Extracted records:
[Begin]
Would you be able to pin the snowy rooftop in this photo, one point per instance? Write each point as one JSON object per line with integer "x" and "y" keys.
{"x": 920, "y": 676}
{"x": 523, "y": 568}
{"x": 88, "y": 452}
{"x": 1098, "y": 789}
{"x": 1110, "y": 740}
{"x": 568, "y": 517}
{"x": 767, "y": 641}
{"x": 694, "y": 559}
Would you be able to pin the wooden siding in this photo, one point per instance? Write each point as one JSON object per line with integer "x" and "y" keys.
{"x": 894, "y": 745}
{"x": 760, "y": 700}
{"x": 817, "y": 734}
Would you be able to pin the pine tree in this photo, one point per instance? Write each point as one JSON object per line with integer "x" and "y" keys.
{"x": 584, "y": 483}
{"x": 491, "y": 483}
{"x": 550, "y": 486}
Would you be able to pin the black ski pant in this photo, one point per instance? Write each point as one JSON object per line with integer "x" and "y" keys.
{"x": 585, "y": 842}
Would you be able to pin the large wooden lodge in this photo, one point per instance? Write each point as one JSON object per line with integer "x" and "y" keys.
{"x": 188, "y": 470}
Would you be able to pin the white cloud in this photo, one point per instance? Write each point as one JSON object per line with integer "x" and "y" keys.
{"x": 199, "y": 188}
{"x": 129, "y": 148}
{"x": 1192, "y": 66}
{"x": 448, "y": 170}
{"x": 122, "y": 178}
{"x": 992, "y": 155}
[End]
[Begin]
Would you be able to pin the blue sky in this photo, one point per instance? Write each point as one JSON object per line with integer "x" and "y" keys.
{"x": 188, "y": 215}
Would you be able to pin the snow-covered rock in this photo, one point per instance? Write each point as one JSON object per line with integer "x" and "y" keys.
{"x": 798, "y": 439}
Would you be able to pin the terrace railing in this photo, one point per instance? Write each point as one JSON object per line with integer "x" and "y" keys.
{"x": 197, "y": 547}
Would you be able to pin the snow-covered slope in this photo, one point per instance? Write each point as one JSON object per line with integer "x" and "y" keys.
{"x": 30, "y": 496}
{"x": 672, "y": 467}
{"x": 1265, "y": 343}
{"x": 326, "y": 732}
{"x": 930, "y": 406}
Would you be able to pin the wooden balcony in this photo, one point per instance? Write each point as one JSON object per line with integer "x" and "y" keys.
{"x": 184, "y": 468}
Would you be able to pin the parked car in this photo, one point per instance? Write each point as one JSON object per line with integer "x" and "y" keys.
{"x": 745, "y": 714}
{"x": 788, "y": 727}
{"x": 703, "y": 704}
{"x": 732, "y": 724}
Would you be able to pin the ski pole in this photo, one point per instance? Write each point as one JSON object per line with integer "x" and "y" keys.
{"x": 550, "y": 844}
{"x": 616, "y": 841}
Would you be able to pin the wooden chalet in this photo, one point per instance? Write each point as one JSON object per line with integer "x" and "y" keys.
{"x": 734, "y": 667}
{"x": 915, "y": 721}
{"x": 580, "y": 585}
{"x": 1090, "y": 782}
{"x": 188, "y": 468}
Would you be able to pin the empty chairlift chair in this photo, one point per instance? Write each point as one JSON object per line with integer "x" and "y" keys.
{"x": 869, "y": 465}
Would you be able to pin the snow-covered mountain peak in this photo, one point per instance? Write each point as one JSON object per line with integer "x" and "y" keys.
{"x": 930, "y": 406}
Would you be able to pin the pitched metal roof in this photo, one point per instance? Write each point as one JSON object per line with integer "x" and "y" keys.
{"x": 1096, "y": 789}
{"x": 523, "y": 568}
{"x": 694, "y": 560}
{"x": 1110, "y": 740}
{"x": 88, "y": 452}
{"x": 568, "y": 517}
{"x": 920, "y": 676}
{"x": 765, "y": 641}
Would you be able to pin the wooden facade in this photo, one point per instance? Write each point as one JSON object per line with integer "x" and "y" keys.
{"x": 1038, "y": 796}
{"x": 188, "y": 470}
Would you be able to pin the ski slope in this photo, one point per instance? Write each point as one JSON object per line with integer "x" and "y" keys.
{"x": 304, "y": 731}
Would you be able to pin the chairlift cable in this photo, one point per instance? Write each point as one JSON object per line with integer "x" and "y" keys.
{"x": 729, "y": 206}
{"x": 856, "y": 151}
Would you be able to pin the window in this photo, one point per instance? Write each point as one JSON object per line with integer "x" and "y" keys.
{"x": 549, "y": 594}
[End]
Exercise brief: Determine how many lines in the entries above contain the word "pine". Reply with the number alone.

Full output: 1